● Your objective: Pick out each of the lines below that contains the word "silver", and copy those lines in full.

---+---

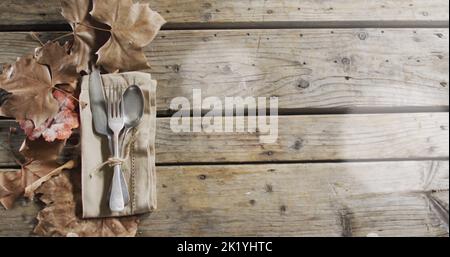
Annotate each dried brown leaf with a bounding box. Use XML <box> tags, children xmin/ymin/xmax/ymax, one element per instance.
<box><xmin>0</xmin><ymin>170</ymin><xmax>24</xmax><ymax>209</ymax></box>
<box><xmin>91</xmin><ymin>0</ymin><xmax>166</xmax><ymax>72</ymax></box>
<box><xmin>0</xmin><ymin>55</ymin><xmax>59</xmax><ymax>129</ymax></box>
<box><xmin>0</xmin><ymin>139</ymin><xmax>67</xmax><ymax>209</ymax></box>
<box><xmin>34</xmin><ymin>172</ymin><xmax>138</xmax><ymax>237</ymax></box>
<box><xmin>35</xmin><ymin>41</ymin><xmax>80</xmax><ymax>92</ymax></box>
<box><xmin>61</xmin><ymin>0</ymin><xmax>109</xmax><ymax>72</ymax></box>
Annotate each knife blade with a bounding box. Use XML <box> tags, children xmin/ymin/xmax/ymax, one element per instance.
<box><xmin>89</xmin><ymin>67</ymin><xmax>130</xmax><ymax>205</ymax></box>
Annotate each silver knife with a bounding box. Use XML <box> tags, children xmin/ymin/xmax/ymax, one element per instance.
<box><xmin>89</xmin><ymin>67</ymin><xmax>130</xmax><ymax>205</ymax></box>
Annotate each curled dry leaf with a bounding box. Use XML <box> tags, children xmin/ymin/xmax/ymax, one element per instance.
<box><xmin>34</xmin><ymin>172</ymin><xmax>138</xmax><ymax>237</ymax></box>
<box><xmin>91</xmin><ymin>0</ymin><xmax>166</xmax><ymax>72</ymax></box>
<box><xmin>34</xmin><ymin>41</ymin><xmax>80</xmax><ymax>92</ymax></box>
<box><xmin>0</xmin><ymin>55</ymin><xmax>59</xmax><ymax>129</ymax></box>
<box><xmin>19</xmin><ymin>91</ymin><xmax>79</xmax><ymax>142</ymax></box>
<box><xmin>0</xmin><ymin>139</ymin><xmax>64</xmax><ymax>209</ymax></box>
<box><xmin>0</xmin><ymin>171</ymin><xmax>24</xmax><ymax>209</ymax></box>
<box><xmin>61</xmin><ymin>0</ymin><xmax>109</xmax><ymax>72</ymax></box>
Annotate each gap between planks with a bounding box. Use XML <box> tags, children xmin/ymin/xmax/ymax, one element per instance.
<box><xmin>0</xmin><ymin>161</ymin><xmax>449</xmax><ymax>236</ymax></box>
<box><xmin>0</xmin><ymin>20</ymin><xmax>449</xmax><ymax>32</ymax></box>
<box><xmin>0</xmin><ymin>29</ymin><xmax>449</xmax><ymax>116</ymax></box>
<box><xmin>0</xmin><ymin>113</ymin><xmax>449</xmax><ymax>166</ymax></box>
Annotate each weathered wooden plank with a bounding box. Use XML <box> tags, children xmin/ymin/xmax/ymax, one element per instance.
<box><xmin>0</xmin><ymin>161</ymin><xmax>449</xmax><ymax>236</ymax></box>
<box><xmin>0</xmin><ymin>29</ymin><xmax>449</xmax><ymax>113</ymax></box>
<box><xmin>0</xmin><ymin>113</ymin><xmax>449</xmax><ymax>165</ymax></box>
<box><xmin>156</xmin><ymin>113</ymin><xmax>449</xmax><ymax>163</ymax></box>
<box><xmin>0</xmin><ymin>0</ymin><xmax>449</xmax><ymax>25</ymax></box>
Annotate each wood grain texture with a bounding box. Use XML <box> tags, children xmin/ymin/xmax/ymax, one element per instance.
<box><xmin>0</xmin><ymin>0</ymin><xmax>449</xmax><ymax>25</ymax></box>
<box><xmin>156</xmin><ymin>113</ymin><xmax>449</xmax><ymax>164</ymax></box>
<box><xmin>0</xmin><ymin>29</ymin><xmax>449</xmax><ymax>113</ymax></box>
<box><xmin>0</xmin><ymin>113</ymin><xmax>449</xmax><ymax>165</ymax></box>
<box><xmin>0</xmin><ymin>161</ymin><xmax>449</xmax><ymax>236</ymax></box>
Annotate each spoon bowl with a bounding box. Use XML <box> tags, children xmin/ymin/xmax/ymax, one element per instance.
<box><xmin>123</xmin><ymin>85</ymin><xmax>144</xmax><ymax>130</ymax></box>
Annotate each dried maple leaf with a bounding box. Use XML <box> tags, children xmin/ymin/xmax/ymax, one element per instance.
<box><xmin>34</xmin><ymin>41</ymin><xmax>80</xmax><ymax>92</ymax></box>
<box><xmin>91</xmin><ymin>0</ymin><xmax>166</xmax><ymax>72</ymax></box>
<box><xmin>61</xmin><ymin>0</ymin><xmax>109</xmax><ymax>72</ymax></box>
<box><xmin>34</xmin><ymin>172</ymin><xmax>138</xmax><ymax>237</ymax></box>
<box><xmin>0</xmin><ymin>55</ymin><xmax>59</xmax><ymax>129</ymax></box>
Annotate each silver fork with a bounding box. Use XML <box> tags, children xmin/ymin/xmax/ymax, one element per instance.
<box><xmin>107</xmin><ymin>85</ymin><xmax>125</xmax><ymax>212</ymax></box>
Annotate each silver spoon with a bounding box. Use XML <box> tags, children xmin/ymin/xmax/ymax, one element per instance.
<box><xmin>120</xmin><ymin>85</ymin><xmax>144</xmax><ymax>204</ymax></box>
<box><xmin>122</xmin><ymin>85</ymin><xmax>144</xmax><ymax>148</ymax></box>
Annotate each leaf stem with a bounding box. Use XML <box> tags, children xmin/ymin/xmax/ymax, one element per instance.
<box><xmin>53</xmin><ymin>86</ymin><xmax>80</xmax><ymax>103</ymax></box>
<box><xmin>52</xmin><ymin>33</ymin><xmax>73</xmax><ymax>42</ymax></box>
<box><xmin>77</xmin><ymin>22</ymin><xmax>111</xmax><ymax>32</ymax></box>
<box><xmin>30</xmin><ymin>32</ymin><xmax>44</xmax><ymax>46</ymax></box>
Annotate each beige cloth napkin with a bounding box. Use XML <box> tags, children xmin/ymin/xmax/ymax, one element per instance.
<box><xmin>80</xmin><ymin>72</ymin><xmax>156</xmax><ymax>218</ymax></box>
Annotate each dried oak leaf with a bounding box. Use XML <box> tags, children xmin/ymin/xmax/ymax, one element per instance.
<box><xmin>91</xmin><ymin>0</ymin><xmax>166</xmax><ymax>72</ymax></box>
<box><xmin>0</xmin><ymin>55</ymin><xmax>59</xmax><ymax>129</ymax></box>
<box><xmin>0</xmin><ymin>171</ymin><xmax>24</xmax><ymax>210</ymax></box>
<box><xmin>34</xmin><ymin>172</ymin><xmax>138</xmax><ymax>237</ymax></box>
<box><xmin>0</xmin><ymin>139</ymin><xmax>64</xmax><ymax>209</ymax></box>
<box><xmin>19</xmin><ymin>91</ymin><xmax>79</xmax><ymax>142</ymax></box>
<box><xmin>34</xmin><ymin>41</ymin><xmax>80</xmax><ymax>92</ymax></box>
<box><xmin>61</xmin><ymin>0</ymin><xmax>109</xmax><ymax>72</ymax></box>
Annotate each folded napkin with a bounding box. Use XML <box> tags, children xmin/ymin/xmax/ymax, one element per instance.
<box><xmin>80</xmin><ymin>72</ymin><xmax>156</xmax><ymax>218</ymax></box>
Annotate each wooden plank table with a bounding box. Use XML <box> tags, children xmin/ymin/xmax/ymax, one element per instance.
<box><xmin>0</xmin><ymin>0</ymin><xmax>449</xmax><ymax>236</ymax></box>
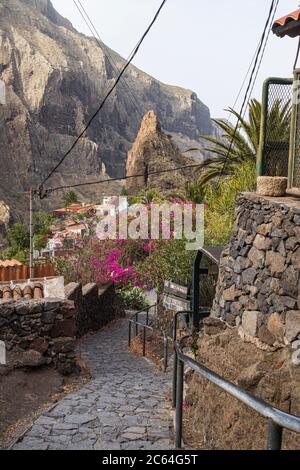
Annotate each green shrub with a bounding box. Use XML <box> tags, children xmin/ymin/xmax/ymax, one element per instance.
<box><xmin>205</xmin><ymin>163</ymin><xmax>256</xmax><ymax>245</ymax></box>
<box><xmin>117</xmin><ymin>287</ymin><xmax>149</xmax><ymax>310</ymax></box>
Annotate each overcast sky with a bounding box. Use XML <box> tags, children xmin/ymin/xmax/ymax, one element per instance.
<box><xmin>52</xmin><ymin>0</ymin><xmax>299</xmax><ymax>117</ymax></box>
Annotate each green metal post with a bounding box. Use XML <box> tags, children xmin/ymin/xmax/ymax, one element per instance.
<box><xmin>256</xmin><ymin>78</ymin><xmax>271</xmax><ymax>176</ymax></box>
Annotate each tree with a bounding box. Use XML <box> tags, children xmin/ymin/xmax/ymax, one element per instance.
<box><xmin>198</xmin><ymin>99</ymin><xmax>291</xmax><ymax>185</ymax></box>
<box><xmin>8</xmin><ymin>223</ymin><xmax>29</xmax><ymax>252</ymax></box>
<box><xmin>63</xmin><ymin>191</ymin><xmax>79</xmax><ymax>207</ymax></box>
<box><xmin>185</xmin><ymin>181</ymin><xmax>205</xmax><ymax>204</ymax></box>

---+---

● Written response:
Annotate each silver knife with a bounding box. Use XML <box> tags, children xmin/ymin/xmax/ymax, one element per instance.
Annotate each silver fork with a bounding box. Use XML <box> tags, children xmin/ymin/xmax/ymax, one element per instance.
Annotate each silver spoon with a bounding box. Use XML <box> tags, children xmin/ymin/xmax/ymax, one element per instance.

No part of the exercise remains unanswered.